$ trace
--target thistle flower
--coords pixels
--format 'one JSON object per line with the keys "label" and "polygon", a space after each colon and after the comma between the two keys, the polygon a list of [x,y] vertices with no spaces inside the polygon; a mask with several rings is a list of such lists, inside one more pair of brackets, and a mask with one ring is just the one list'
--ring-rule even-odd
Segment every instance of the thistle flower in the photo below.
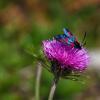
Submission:
{"label": "thistle flower", "polygon": [[[48,100],[53,99],[60,77],[78,80],[79,73],[87,68],[89,62],[87,50],[77,42],[75,37],[72,41],[73,37],[68,30],[64,29],[63,35],[57,35],[53,40],[43,41],[43,51],[46,58],[51,62],[50,70],[54,74]],[[67,40],[64,41],[66,38]],[[71,46],[71,42],[74,46]]]}
{"label": "thistle flower", "polygon": [[60,69],[62,75],[68,72],[83,72],[88,65],[87,51],[72,48],[55,39],[43,41],[44,54],[52,63],[52,70]]}

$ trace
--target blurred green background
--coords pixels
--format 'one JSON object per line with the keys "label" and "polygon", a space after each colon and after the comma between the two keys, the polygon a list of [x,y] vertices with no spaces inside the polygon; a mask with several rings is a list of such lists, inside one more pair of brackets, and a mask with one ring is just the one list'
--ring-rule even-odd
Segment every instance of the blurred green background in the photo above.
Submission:
{"label": "blurred green background", "polygon": [[[30,53],[69,28],[86,48],[100,48],[100,0],[0,0],[0,100],[35,100],[36,66]],[[91,66],[90,66],[91,67]],[[99,70],[82,82],[61,79],[54,100],[99,100]],[[53,75],[43,68],[40,96],[47,100]],[[97,99],[98,98],[98,99]]]}

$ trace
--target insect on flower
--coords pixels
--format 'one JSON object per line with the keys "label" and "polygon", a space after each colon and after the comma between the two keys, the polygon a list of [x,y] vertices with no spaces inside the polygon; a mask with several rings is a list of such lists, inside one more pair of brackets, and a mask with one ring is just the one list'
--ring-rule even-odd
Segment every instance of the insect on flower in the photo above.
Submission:
{"label": "insect on flower", "polygon": [[63,78],[83,72],[89,62],[87,50],[68,29],[52,40],[44,40],[43,52],[51,63],[50,71]]}
{"label": "insect on flower", "polygon": [[[86,42],[84,42],[86,33],[84,34],[82,43],[79,43],[76,39],[76,37],[68,30],[68,29],[63,29],[64,34],[60,34],[55,36],[54,38],[57,41],[63,42],[71,47],[77,48],[77,49],[82,49],[82,46],[85,45]],[[84,42],[84,43],[83,43]]]}

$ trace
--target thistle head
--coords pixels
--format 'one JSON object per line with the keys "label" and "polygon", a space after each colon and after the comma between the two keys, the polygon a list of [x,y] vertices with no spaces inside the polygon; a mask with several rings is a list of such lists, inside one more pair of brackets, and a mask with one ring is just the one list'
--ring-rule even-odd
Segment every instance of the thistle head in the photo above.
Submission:
{"label": "thistle head", "polygon": [[51,62],[51,71],[60,76],[83,72],[89,62],[85,48],[77,49],[55,39],[43,41],[43,51]]}

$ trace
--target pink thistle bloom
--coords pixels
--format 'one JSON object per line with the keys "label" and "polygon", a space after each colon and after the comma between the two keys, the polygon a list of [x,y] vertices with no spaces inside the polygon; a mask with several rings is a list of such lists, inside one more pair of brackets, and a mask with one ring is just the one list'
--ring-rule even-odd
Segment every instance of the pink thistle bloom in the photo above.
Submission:
{"label": "pink thistle bloom", "polygon": [[57,62],[61,69],[82,72],[87,68],[89,56],[87,51],[72,48],[57,40],[43,41],[43,51],[45,56],[53,62]]}

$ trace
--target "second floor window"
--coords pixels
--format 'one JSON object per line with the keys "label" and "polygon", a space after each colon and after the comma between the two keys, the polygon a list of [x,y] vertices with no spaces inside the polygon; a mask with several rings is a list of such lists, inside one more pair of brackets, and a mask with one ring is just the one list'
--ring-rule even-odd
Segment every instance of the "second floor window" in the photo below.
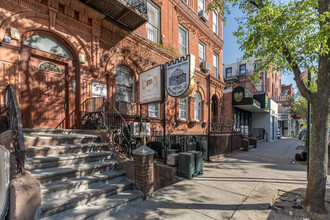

* _Task instructions_: List each line in the data above that contains the string "bloom", matching case.

* _The response_:
--target pink thistle bloom
Segment every instance of the pink thistle bloom in the photo above.
{"label": "pink thistle bloom", "polygon": [[57,62],[61,69],[82,72],[87,68],[89,56],[87,51],[72,48],[57,40],[43,41],[43,51],[45,56],[53,62]]}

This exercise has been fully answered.